[Dataset entries]
^^^^^^^^
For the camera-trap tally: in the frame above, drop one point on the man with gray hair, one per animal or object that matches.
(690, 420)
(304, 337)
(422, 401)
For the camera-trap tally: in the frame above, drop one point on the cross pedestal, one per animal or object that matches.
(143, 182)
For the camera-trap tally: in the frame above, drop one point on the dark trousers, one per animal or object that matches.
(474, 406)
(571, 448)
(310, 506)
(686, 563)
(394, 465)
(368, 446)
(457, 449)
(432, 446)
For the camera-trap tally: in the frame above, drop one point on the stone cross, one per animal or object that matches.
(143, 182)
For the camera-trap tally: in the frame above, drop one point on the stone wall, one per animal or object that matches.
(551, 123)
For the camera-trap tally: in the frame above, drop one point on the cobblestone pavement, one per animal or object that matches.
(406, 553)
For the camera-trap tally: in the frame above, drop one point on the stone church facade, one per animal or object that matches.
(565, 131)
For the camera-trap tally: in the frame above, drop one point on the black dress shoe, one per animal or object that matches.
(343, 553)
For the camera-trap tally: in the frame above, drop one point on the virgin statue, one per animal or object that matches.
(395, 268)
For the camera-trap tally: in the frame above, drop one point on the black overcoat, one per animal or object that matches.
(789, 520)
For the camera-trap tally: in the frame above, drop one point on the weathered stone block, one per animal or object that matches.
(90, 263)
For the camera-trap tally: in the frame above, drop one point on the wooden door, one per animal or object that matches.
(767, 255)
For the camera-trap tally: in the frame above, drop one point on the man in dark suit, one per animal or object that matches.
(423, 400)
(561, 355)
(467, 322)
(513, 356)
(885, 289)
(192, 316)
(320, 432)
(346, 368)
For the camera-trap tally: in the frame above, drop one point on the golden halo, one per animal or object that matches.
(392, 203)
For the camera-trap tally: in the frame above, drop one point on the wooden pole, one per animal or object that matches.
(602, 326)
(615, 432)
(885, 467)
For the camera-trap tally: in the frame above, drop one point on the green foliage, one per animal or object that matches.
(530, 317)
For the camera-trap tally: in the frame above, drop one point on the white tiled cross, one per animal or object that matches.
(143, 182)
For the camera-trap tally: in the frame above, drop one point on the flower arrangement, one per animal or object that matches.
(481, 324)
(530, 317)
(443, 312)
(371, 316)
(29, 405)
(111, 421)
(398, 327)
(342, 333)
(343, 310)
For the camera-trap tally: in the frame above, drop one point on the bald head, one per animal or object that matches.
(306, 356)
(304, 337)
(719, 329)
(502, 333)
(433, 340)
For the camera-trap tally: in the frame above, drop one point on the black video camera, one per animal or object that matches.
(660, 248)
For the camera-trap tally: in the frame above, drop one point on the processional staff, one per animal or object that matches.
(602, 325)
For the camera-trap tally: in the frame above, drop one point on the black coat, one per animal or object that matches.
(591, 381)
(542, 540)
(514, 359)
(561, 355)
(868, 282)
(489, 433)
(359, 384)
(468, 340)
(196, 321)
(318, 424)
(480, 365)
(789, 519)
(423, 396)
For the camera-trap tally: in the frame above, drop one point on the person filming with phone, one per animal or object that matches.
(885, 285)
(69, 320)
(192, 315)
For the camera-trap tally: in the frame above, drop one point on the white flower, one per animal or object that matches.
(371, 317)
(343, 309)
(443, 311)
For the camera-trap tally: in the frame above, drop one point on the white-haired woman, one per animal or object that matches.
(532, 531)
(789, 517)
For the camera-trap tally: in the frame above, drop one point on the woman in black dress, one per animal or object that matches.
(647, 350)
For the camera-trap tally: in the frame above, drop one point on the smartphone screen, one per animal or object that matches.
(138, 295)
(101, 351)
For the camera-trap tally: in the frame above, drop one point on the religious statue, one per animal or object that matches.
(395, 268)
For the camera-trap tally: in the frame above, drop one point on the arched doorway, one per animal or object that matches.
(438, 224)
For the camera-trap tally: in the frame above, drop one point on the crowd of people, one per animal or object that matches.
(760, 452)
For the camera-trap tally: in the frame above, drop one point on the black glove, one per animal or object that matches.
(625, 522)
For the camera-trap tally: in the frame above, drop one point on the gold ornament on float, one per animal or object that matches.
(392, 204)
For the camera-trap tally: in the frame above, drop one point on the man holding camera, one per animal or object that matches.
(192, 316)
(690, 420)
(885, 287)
^^^^^^^^
WHAT IS EXPECTED
Each line above must be returned exactly as written.

SOLUTION
For the camera-trap tally: in the frame above, drop one point on the man with gray hair, one per animal or object that matches.
(690, 420)
(304, 337)
(422, 401)
For the camera-trap tally: in the frame above, drop one point on the cross pedestal, one per animal or object that matches.
(143, 182)
For the camera-trap tally: in the frame above, drop one point on the dark trousers, one per animal or object that matches.
(474, 406)
(571, 448)
(310, 506)
(686, 563)
(394, 465)
(368, 446)
(457, 449)
(432, 446)
For the camera-trap tally: in the frame above, drop one point on the stone cross, one per animal or object that matches.
(143, 182)
For the camera-trap tally: in the frame above, drop one point on the stone wall, one per animal or object that matches.
(551, 123)
For the camera-trap tally: in the frame above, drop one point on the cobblestone pavement, one per animal or object that matches.
(406, 553)
For the camera-trap tally: in the frame above, drop one point on the stone church facade, one per animal or object that matches.
(565, 131)
For the camera-trap tally: in the frame above, drop one point on the black dress shoe, one per animal or object that matches.
(343, 553)
For the camera-trap tally: in the frame above, drop one point on the virgin statue, one per animal or object that matches.
(395, 268)
For the camera-trap tally: in the frame above, drop one point on the black overcoat, one per animal or object that matches.
(789, 520)
For the camera-trap tally: in the frame above, drop one point on the weathered stone block, one per animal or object that matches.
(90, 263)
For the camera-trap tally: in the frame above, drop one point on the wooden door, one per animal or object that matches.
(767, 255)
For the camera-trap tally: in the frame above, drop one point on the man in dark suit, one per animal or object that matches.
(423, 400)
(561, 355)
(467, 322)
(513, 356)
(885, 289)
(192, 316)
(320, 432)
(346, 368)
For the camera-trap tally: in the frame above, drop one point on the golden halo, one per animal or object that matches.
(392, 203)
For the camera-trap tally: in the frame above, drop one point on the wooden pole, one per animal or object that matches.
(602, 326)
(615, 432)
(885, 467)
For the camera-trap tally: in the frame above, drop one point on the green foliage, one per animal or object that matches.
(530, 317)
For the camera-trap tally: in the frame above, drop one point on the white tiled cross, one per animal or object that matches.
(143, 182)
For the camera-trap tally: in the frame above, drop one point on the flower arrangement, one per animal or object that matches.
(481, 324)
(530, 317)
(443, 312)
(371, 316)
(29, 405)
(111, 421)
(398, 327)
(342, 333)
(343, 310)
For the camera-trap tally: in the frame above, drop one point on the bald head, one per animal or object that matches.
(306, 356)
(304, 337)
(719, 329)
(502, 333)
(433, 340)
For the camera-trap tally: in the frame above, drop one point on the black video camera, one per animal or object that matches.
(660, 248)
For the camera-trap tally: in the frame above, drop one point on the processional staff, one per animal or object that matches.
(602, 325)
For the camera-trap tally: in the frame above, drop one point on the black coat, one per animal or object that matches.
(591, 381)
(542, 540)
(514, 359)
(561, 355)
(868, 282)
(489, 433)
(359, 384)
(468, 340)
(196, 321)
(318, 424)
(480, 365)
(789, 519)
(423, 396)
For the camera-trap tally: in the frame above, drop one point on the person filming with phone, one per animal or object that matches.
(885, 285)
(69, 320)
(192, 315)
For the camera-trap tally: in the frame above, drop one point on the white flower, one per animal or object that matches.
(371, 317)
(343, 309)
(443, 311)
For the camera-trap tally: in the frame above, drop one point on the white-haired woman, one per animal or object that matches.
(532, 531)
(789, 517)
For the camera-trap tally: in the frame above, drop one point on the woman in black dress, one per animal or object that matches.
(647, 350)
For the camera-trap tally: in the frame above, drop one point on the smartphone screen, one per animal or object that matches.
(138, 295)
(101, 351)
For the camera-trap tally: in the frame above, drop one point on the religious statue, one per animal or object that matches.
(395, 268)
For the camera-trap tally: in the frame above, drop one point on the arched doorway, one per animal or object that matches.
(438, 224)
For the camera-trap tally: in the frame above, drop one point on the crowd of people, one per animal or object that matches.
(760, 452)
For the camera-trap tally: in the frame above, drop one point on the black glove, one per animal or object that matches.
(625, 522)
For the camera-trap tally: in the frame above, drop one point on the gold ornament on float, one per animal or object that matches.
(392, 204)
For the camera-trap tally: in the frame above, drop one point on the man holding camera, one per animal or object that matches.
(192, 316)
(690, 420)
(885, 287)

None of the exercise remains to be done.